Set problem.
Would you transcribe all of the data exactly, down to the last character?

Entries from a point annotation set:
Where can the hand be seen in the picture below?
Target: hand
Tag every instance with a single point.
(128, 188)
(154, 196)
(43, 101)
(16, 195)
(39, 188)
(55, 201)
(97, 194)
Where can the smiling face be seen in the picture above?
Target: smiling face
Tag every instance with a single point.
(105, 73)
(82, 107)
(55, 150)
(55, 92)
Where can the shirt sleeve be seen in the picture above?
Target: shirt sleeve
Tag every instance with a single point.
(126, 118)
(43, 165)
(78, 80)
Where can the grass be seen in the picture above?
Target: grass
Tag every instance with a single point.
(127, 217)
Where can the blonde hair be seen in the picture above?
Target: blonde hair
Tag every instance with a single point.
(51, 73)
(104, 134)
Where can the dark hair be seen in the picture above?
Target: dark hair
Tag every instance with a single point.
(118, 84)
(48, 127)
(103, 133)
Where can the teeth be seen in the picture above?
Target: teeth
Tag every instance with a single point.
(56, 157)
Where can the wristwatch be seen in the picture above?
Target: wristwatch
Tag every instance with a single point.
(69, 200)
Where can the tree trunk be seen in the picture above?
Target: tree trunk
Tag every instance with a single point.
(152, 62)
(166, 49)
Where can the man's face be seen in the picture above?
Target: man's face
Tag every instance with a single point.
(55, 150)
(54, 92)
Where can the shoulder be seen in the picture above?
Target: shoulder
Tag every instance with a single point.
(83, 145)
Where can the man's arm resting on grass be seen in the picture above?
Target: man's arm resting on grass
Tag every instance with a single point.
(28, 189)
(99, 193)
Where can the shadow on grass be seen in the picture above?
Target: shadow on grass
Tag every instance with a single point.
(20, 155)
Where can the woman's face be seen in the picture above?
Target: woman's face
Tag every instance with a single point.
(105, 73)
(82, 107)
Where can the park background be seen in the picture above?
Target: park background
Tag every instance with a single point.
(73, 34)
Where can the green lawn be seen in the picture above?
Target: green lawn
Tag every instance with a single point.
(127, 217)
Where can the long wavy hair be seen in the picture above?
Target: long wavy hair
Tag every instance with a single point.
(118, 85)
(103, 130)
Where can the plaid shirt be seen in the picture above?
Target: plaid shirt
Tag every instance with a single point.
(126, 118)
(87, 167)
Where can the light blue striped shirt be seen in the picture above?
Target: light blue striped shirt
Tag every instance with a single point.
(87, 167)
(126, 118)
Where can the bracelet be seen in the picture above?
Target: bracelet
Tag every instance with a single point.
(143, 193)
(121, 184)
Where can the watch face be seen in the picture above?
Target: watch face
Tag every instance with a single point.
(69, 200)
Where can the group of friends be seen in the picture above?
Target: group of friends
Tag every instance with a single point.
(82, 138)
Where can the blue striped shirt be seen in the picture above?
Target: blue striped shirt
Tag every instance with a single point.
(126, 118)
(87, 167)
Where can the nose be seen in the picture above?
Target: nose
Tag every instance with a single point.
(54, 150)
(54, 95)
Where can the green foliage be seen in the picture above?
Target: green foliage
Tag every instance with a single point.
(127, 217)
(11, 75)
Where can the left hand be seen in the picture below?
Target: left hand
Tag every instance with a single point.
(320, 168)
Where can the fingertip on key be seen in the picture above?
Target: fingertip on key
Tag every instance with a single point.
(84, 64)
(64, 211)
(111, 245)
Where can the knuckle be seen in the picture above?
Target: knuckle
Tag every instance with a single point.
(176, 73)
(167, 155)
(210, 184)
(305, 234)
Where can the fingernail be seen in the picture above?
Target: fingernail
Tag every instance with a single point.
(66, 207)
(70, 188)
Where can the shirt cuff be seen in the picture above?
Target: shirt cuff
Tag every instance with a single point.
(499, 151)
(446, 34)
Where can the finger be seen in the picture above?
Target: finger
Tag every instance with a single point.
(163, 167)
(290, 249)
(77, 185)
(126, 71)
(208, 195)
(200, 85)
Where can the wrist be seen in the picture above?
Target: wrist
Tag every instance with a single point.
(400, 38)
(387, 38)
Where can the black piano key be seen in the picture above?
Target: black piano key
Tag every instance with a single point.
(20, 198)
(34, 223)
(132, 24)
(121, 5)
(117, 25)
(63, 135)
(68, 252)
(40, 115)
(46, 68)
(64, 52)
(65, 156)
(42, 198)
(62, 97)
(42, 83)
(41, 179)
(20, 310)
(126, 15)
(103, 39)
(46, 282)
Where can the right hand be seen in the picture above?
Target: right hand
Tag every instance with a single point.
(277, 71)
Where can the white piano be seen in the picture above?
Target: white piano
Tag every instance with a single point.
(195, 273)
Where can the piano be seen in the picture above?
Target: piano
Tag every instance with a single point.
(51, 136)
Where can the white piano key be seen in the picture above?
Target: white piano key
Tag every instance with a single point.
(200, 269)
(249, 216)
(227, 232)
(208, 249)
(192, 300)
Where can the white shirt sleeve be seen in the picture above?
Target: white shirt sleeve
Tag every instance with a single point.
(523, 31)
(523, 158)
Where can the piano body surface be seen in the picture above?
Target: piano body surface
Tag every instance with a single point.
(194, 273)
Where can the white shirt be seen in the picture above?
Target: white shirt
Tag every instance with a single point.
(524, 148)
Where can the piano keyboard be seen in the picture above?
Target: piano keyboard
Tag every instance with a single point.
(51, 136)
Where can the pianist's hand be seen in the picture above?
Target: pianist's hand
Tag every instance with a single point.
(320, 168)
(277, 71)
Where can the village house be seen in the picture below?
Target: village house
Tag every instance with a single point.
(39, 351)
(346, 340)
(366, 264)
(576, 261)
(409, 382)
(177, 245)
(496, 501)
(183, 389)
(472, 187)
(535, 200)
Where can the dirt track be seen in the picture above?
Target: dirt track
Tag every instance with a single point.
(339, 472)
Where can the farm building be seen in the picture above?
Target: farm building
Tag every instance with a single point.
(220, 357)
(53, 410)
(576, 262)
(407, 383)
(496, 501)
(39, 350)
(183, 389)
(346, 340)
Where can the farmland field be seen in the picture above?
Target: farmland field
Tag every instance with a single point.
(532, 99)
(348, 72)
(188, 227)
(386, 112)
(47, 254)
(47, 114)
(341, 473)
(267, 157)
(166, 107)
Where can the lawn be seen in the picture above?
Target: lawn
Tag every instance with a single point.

Full output.
Where can the hand be seen in the picture below?
Target: hand
Tag every instance with a single point.
(128, 188)
(154, 196)
(43, 101)
(16, 195)
(39, 188)
(55, 201)
(97, 194)
Where can the smiling face be seen in the picture above?
Target: smiling face
Tag every instance with a single point.
(105, 73)
(82, 107)
(55, 150)
(55, 92)
Where can the shirt sleeve be seen in the picture above?
Target: shirt sleeve
Tag every instance with a single point.
(126, 118)
(43, 165)
(78, 80)
Where can the grass be seen in the picture above?
Target: grass
Tag every instance with a single point.
(127, 217)
Where can the blonde hair be seen in the picture above?
Target: blonde hair
Tag every instance with a single point.
(51, 73)
(104, 134)
Where can the dark hair be seen in the picture above?
Target: dark hair
Tag every instance with a single point.
(118, 84)
(48, 127)
(103, 133)
Where can the teeth be seen in the picture above?
Target: teeth
Tag every instance with a single point.
(56, 157)
Where can the wristwatch be seen in the picture above?
Target: wristwatch
Tag every instance with a single point.
(69, 200)
Where can the tree trunk be seen in the picture above?
Target: tree trunk
Tag every instance with a single point.
(152, 62)
(166, 49)
Where can the man's face be seen in the picture above?
Target: man's face
Tag every instance with a single point.
(55, 150)
(54, 92)
Where can the shoulder be seen in the picture above?
Target: shoulder
Tag every instance with a single point.
(83, 145)
Where can the man's arm resting on grass be seen in the picture above?
Target: man's arm resting on grass
Tag every instance with a single point.
(28, 189)
(99, 193)
Where can the shadow on grass be seen in the picture above?
Target: shadow on grass
Tag every instance with a single point.
(20, 155)
Where can the woman's face be seen in the picture above?
Target: woman's face
Tag every instance with a single point.
(105, 73)
(82, 107)
Where can the park background be seen in the picture above?
Target: park background
Tag every instance with a single point.
(73, 34)
Where can the green lawn be seen in the picture above?
Target: green lawn
Tag every instance with a single point.
(127, 217)
Where can the long wavy hair be seen in the picture above?
Target: long wavy hair
Tag every instance with a single point.
(118, 85)
(103, 130)
Where can the plaid shirt be seen in the picture above?
Target: plaid shirt
Tag every instance with a single point.
(126, 118)
(87, 167)
Where can the light blue striped shirt be seen in the picture above?
Target: light blue striped shirt
Tag every instance with a single point.
(87, 167)
(126, 118)
Where can the bracelet be seen in the picture above?
Target: bracelet
Tag every instance with a single point.
(143, 193)
(121, 184)
Where can the watch face be seen in the picture above?
Target: watch face
Tag every instance with a single point.
(69, 200)
Where can the group of friends be seen in the picture above?
Target: group of friends
Tag every instance with a single point.
(82, 138)
Where can the blue striped shirt be seen in the picture above?
Target: blue striped shirt
Tag every instance with a single point.
(126, 118)
(87, 167)
Where can the nose be seen in the picture above?
Target: nose
Tag every instance with a single point.
(54, 150)
(54, 95)
Where can the green foliage be seen in the picture above?
Target: green foliage
Tag every instance with a single point.
(127, 217)
(11, 75)
Where can the left hand be seen in the picture below?
Target: left hand
Tag every instance with a single point.
(320, 168)
Where can the fingertip on key be seen in the picture above?
Target: fingertip on key
Tag every instance with a single point.
(84, 64)
(64, 211)
(111, 245)
Where can the knuckle be seen in the picture above?
Target: knuckle
Tag every instance with a single point.
(176, 73)
(167, 155)
(210, 184)
(305, 234)
Where can the fingernail be seen in the picture above?
Target: fingernail
Tag every instance with a single point.
(66, 207)
(70, 188)
Where can the shirt cuff be seen in the picture above?
Target: shirt cuff
Tag every instance with a single point.
(499, 151)
(446, 34)
Where can the finger be seen in the picture above?
Target: finger
Tag every instance with a single point.
(163, 167)
(290, 249)
(77, 185)
(126, 71)
(208, 195)
(200, 85)
Where can the wrist be seen in the picture above?
Target: wrist
Tag every instance with a single point.
(400, 38)
(387, 38)
Where can the black piano key be seen in the picture above?
Target: black piano key
Tag every instance with a single point.
(20, 198)
(34, 223)
(132, 24)
(121, 5)
(117, 25)
(63, 135)
(68, 252)
(40, 115)
(46, 68)
(64, 52)
(65, 156)
(42, 198)
(62, 97)
(42, 83)
(41, 179)
(20, 310)
(126, 15)
(103, 39)
(46, 282)
Where can the right hand be seen in the picture above?
Target: right hand
Tag every instance with a single point.
(277, 71)
Where can the white piano be seen in the picture above?
Target: white piano
Tag every instance with a single point.
(195, 273)
Where can the piano be seen in the picture above?
Target: piano
Tag every instance with a single point.
(51, 136)
Where can the white piano key be seen in the picture above?
Target: white piano key
Tag every instance with a single point.
(200, 269)
(249, 216)
(227, 232)
(208, 249)
(192, 300)
Where can the white shirt sleeve be seen in the picture above?
Target: white shirt sleeve
Tag every instance with a single point.
(523, 31)
(523, 158)
Where can the piano body surface be seen in the picture above?
Target: piano body surface
Tag every instance with a single point.
(194, 273)
Where can the white shirt be seen in the picture above?
Target: white shirt
Tag every instance with a single point.
(524, 148)
Where can the piano keyboard be seen in the picture above?
Target: piano keyboard
Tag every instance with a single point.
(51, 136)
Where can the pianist's hand be seen in the picture above?
Target: pianist's hand
Tag every instance with a single point.
(320, 168)
(277, 71)
Where can the village house be seen in the picture below?
Target: village house
Tag every instance with a single point.
(39, 351)
(346, 340)
(366, 264)
(576, 261)
(409, 382)
(177, 245)
(496, 501)
(183, 389)
(472, 187)
(535, 200)
Where can the dirt track be seen in the picture above?
Target: dirt track
Tag every instance with a single point.
(339, 472)
Where can the farm building be seen in the picture above?
Target: farm building
Tag every instance with a single point.
(220, 357)
(53, 410)
(576, 262)
(407, 383)
(496, 501)
(39, 350)
(183, 389)
(346, 340)
Where can the farmland field be seen in the picture above?
Target: farmland field
Tag every instance with a single point.
(532, 99)
(348, 72)
(188, 227)
(386, 112)
(47, 254)
(47, 114)
(341, 473)
(267, 157)
(166, 107)
Where can the lawn be seen in the picture above?
Target: lawn
Tag every instance with a single point.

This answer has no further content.